BRIEF |
Print every one of the items below verbatim, reproducing each line without any change.

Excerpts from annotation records
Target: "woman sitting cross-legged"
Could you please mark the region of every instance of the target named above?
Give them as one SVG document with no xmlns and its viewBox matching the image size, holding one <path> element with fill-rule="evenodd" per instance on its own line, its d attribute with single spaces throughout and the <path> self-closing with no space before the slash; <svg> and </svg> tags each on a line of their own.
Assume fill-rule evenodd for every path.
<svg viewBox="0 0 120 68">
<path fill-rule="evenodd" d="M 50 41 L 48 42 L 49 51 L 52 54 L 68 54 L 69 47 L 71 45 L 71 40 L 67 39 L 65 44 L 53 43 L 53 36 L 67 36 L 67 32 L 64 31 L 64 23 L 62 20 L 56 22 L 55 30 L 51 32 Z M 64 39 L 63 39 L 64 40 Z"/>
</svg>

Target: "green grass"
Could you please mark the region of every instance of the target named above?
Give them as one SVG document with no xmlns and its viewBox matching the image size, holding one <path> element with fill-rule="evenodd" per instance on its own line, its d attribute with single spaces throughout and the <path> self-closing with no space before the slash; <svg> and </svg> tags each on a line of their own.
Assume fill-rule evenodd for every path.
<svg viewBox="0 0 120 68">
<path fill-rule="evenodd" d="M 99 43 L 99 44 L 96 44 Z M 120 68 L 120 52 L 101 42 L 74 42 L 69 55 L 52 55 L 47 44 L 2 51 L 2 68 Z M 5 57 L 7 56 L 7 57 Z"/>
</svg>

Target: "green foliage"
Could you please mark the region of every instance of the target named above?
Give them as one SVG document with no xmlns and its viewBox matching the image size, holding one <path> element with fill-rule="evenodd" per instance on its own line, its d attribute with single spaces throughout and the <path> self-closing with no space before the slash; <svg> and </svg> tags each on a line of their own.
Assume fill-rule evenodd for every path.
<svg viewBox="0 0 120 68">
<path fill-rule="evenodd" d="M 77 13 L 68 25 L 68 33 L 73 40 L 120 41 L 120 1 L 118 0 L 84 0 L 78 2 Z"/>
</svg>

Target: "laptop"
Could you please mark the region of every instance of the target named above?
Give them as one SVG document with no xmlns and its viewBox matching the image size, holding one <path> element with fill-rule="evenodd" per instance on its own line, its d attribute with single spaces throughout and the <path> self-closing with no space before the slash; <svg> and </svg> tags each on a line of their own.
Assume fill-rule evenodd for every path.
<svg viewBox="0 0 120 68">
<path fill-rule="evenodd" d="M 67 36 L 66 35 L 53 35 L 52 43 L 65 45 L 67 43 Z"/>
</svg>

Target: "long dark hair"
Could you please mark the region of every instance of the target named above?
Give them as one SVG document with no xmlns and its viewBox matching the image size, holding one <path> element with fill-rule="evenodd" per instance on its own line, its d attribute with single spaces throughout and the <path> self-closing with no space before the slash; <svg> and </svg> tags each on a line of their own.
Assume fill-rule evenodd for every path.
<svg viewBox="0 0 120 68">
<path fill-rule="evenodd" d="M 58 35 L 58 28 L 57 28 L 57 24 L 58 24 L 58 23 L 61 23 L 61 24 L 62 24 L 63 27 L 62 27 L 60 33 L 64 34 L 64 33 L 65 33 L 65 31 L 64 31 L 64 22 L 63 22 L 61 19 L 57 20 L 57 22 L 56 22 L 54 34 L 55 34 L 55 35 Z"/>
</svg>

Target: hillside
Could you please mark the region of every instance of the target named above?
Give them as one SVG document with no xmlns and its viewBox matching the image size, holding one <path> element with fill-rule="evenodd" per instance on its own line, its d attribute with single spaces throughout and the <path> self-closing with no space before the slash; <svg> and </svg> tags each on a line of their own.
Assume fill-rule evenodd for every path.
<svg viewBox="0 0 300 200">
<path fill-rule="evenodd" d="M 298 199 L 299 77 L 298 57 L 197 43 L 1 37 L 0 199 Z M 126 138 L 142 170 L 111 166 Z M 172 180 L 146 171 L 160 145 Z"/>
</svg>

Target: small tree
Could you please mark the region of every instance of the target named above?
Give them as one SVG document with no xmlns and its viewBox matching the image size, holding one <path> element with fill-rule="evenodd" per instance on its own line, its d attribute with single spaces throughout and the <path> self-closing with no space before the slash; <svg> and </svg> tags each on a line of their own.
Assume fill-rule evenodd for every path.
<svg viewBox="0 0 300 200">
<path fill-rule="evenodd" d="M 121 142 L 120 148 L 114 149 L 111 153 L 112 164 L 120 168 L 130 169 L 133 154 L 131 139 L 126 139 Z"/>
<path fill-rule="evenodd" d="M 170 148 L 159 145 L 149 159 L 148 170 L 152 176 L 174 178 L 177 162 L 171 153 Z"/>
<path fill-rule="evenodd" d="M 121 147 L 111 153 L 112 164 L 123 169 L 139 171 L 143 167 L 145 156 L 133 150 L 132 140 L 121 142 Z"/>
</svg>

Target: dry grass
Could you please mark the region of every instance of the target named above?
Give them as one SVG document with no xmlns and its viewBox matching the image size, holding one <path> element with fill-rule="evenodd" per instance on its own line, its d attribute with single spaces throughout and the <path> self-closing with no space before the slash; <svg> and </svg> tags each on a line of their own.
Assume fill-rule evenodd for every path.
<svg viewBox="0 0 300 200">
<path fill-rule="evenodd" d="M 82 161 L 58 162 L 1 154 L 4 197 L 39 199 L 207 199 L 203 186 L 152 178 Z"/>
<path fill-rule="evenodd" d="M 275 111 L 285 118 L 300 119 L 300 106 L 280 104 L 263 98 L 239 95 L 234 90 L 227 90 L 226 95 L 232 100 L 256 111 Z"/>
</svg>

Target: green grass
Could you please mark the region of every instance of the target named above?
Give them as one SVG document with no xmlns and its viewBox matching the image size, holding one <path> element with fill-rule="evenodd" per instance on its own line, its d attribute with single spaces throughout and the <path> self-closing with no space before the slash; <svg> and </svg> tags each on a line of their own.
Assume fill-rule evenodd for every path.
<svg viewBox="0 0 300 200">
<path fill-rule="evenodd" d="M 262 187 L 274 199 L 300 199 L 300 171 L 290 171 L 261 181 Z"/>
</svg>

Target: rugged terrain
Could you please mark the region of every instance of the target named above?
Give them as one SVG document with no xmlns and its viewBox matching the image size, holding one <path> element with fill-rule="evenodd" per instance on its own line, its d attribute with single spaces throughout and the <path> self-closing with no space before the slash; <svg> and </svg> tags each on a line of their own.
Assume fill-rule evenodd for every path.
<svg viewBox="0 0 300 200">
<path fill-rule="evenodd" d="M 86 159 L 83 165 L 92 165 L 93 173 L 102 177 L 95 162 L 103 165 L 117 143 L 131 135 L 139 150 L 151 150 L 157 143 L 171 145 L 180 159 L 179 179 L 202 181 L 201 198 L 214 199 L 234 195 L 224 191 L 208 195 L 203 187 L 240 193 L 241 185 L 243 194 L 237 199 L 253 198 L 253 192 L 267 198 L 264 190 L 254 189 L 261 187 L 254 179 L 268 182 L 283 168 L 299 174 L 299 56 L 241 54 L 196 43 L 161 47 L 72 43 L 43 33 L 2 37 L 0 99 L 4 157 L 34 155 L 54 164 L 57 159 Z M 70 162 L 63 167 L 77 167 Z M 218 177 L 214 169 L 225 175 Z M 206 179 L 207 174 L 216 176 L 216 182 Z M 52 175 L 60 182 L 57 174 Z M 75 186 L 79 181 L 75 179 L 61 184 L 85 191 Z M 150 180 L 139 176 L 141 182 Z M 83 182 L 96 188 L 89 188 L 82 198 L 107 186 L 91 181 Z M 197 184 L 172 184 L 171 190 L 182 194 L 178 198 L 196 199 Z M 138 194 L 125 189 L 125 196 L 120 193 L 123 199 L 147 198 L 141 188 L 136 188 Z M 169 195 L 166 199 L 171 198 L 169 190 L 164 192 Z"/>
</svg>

SOLVED PROBLEM |
Target: "woman sitting cross-legged"
Could you please mark the region of every instance of the target named above?
Give them as one SVG document with no xmlns and its viewBox matching the image size, holding one <path> element with fill-rule="evenodd" per instance on its own line, its d attribute with single spaces throughout and the <path> self-closing with no space before the slash; <svg> and </svg> tags each on a line of their own.
Assume fill-rule evenodd for every path.
<svg viewBox="0 0 120 68">
<path fill-rule="evenodd" d="M 50 41 L 48 42 L 49 51 L 52 54 L 68 54 L 69 47 L 71 45 L 71 40 L 67 39 L 65 44 L 53 43 L 53 36 L 67 36 L 67 32 L 64 31 L 64 23 L 62 20 L 56 22 L 55 30 L 51 32 Z M 64 39 L 63 39 L 64 40 Z"/>
</svg>

Target: "green grass"
Could you please mark the region of every instance of the target named above?
Give them as one SVG document with no xmlns and its viewBox matching the image size, holding one <path> element with fill-rule="evenodd" per instance on its own line, its d attribute with single spaces throughout and the <path> self-closing with no space before the slash; <svg> and </svg> tags each on a line of their own.
Assume fill-rule evenodd for every path.
<svg viewBox="0 0 120 68">
<path fill-rule="evenodd" d="M 99 43 L 99 44 L 96 44 Z M 120 68 L 120 52 L 101 42 L 74 42 L 69 55 L 52 55 L 47 44 L 2 51 L 2 68 Z M 5 57 L 7 56 L 7 57 Z"/>
</svg>

Target: "green foliage"
Could you please mark the region of every instance of the target named above?
Give them as one SVG document with no xmlns and its viewBox matching the image size, holding one <path> element with fill-rule="evenodd" per instance on its own line, its d attribute with single spaces throughout and the <path> self-closing with no space before the slash; <svg> and </svg> tags each on a line of their own.
Assume fill-rule evenodd for every path.
<svg viewBox="0 0 120 68">
<path fill-rule="evenodd" d="M 77 13 L 68 25 L 68 33 L 73 40 L 120 41 L 120 1 L 118 0 L 84 0 L 78 2 Z"/>
</svg>

Target: "laptop"
Could you please mark the region of every instance of the target named above?
Give them as one SVG document with no xmlns and its viewBox matching the image size, holding one <path> element with fill-rule="evenodd" per instance on its own line, its d attribute with single spaces throughout and the <path> self-closing with no space before the slash; <svg> and </svg> tags each on a line of their own.
Assume fill-rule evenodd for every path.
<svg viewBox="0 0 120 68">
<path fill-rule="evenodd" d="M 67 36 L 66 35 L 53 35 L 52 43 L 65 45 L 67 43 Z"/>
</svg>

Target: "long dark hair"
Could you please mark the region of every instance of the target named above?
Give them as one SVG document with no xmlns and its viewBox matching the image size, holding one <path> element with fill-rule="evenodd" per instance on its own line, its d attribute with single spaces throughout and the <path> self-closing with no space before the slash; <svg> and </svg> tags each on a line of their own.
Assume fill-rule evenodd for every path.
<svg viewBox="0 0 120 68">
<path fill-rule="evenodd" d="M 58 35 L 58 28 L 57 28 L 57 24 L 58 24 L 58 23 L 61 23 L 61 24 L 62 24 L 63 27 L 62 27 L 60 33 L 64 34 L 64 33 L 65 33 L 65 31 L 64 31 L 64 22 L 63 22 L 61 19 L 57 20 L 57 22 L 56 22 L 54 34 L 55 34 L 55 35 Z"/>
</svg>

Target: hillside
Could you please mark the region of every instance of the target named above?
Give them as one SVG document with no xmlns and its viewBox matching the image size, holding one <path> element with fill-rule="evenodd" per instance on its own line, its d attribute with single spaces throughout and the <path> self-closing with no space before the slash; <svg> and </svg> tags each on a line of their own.
Assume fill-rule evenodd for every path.
<svg viewBox="0 0 300 200">
<path fill-rule="evenodd" d="M 298 199 L 299 77 L 298 57 L 197 43 L 1 37 L 0 199 Z M 126 138 L 142 170 L 111 166 Z M 172 180 L 146 171 L 160 145 Z"/>
</svg>

Target: small tree
Could you please mark the region of every instance of the target named above?
Give them as one SVG document with no xmlns and its viewBox matching the image size, holding one <path> element with fill-rule="evenodd" per instance on its own line, its d attribute with single spaces throughout and the <path> self-closing with no space before the slash; <svg> and </svg> tags each on a line of their own.
Assume fill-rule evenodd for every path.
<svg viewBox="0 0 300 200">
<path fill-rule="evenodd" d="M 121 142 L 120 148 L 114 149 L 111 153 L 112 164 L 120 168 L 130 169 L 133 154 L 131 139 L 126 139 Z"/>
<path fill-rule="evenodd" d="M 170 148 L 159 145 L 149 159 L 148 170 L 152 176 L 174 178 L 177 162 L 171 153 Z"/>
<path fill-rule="evenodd" d="M 121 147 L 111 153 L 112 164 L 123 169 L 139 171 L 143 167 L 145 156 L 133 150 L 132 140 L 121 142 Z"/>
</svg>

Target: dry grass
Could you please mark the region of every instance of the target named above?
Give them as one SVG document with no xmlns and its viewBox matching the image size, holding one <path> element with fill-rule="evenodd" per instance on its own line, its d attribute with single spaces throughout and the <path> self-closing with no space before the slash; <svg> and </svg> tags each on a line of their own.
Assume fill-rule evenodd for every path.
<svg viewBox="0 0 300 200">
<path fill-rule="evenodd" d="M 82 161 L 58 162 L 1 154 L 4 197 L 39 199 L 207 199 L 203 186 L 152 178 Z"/>
<path fill-rule="evenodd" d="M 275 111 L 285 118 L 300 119 L 300 106 L 280 104 L 263 98 L 239 95 L 234 90 L 227 90 L 226 95 L 232 100 L 256 111 Z"/>
</svg>

Target: green grass
Could you please mark the region of every instance of the target named above?
Give them as one SVG document with no xmlns and its viewBox matching the image size, holding one <path> element with fill-rule="evenodd" per instance on its own line, its d attribute with single spaces throughout and the <path> self-closing with no space before the slash; <svg> and </svg> tags each on a line of their own.
Assume fill-rule evenodd for every path.
<svg viewBox="0 0 300 200">
<path fill-rule="evenodd" d="M 262 187 L 274 199 L 300 199 L 300 171 L 290 171 L 261 181 Z"/>
</svg>

Target: rugged terrain
Could you please mark the region of every instance of the target named above?
Give them as one SVG document with no xmlns and its viewBox matching the image size, holding one <path> element with fill-rule="evenodd" per instance on its own line, its d attribute with single spaces throughout and the <path> self-closing with no space before the slash; <svg> and </svg> tags each on a line of their own.
Assume fill-rule evenodd for every path.
<svg viewBox="0 0 300 200">
<path fill-rule="evenodd" d="M 86 159 L 83 165 L 92 165 L 93 173 L 102 177 L 95 162 L 103 165 L 117 143 L 131 135 L 139 150 L 151 150 L 157 143 L 171 145 L 180 159 L 179 179 L 202 181 L 201 198 L 214 199 L 234 195 L 224 191 L 208 195 L 203 187 L 240 193 L 241 185 L 243 194 L 237 199 L 253 198 L 253 192 L 267 198 L 264 190 L 254 189 L 261 187 L 254 179 L 268 182 L 283 168 L 299 174 L 299 56 L 241 54 L 196 43 L 161 47 L 72 43 L 43 33 L 2 37 L 0 99 L 4 157 L 34 155 L 54 164 L 57 159 Z M 70 162 L 63 167 L 77 167 Z M 218 177 L 214 169 L 225 175 Z M 206 179 L 207 174 L 216 176 L 216 182 Z M 52 175 L 60 182 L 57 174 Z M 75 186 L 79 181 L 75 179 L 61 184 L 85 191 Z M 150 180 L 139 176 L 141 182 Z M 83 182 L 96 188 L 89 188 L 82 198 L 107 186 L 91 181 Z M 197 184 L 172 184 L 171 190 L 182 194 L 178 198 L 196 199 Z M 138 194 L 125 189 L 125 196 L 120 193 L 123 199 L 147 198 L 141 188 L 136 188 Z M 169 195 L 166 199 L 171 198 L 169 190 L 164 192 Z"/>
</svg>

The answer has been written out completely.